Entries shown:
━━━

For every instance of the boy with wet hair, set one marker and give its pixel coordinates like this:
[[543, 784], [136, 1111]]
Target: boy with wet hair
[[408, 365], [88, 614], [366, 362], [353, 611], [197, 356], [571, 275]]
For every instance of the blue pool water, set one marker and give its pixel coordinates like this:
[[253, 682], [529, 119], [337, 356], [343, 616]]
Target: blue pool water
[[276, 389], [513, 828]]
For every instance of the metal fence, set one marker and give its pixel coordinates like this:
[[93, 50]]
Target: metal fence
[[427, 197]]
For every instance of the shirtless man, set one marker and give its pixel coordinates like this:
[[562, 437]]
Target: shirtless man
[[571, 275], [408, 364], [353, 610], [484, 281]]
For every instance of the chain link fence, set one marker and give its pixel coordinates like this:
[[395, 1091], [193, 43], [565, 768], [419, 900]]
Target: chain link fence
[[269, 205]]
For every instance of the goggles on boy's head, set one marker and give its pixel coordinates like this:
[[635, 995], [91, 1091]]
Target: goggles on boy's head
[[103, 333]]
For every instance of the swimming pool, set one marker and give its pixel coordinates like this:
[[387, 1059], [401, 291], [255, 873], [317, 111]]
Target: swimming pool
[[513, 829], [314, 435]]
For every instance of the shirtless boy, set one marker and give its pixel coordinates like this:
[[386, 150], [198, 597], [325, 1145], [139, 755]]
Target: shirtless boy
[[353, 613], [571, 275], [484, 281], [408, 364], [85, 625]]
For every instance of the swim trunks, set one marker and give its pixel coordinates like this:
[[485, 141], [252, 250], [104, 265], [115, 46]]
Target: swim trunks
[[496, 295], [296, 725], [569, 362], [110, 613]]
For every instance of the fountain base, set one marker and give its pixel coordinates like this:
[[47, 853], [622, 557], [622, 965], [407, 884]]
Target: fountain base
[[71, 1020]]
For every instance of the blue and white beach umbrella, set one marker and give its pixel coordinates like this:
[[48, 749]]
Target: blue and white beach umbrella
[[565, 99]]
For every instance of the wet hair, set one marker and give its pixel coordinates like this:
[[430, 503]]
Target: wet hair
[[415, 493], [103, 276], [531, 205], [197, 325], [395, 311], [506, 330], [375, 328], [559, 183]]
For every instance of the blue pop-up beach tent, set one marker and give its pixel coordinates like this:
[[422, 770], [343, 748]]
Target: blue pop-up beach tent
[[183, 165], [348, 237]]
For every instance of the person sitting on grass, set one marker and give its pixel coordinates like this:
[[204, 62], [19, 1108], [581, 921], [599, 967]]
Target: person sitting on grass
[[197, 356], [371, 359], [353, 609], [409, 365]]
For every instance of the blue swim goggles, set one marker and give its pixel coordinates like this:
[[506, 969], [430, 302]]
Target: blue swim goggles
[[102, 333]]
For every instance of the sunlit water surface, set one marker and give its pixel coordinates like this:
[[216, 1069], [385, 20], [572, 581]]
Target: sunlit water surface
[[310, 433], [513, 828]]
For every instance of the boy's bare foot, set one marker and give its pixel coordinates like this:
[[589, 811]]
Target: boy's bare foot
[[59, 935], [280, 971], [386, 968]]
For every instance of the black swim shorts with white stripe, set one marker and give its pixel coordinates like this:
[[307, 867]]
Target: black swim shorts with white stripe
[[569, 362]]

━━━

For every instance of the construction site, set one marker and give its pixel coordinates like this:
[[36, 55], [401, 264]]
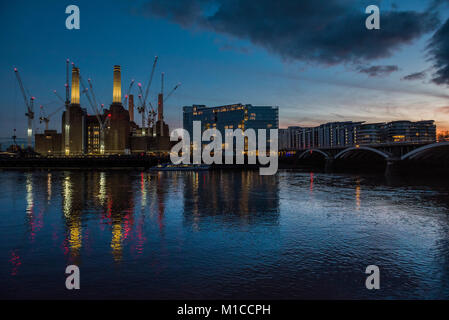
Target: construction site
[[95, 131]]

━━━

What you are asked to do: From the data above, return every line from the line that has "For every instance of the boy with" up to and including the line that has "[[253, 682], [529, 119], [337, 356], [343, 616]]", exactly.

Answer area:
For every instance of the boy with wet hair, set one marker and give its pixel coordinates like this:
[[543, 784], [136, 1111]]
Target: boy with wet hair
[[408, 365], [88, 614], [366, 362], [353, 611], [197, 356], [571, 275]]
For every instance of the blue pool water, set one marker and give its pixel coordinates like this:
[[253, 682], [529, 119], [337, 356], [343, 616]]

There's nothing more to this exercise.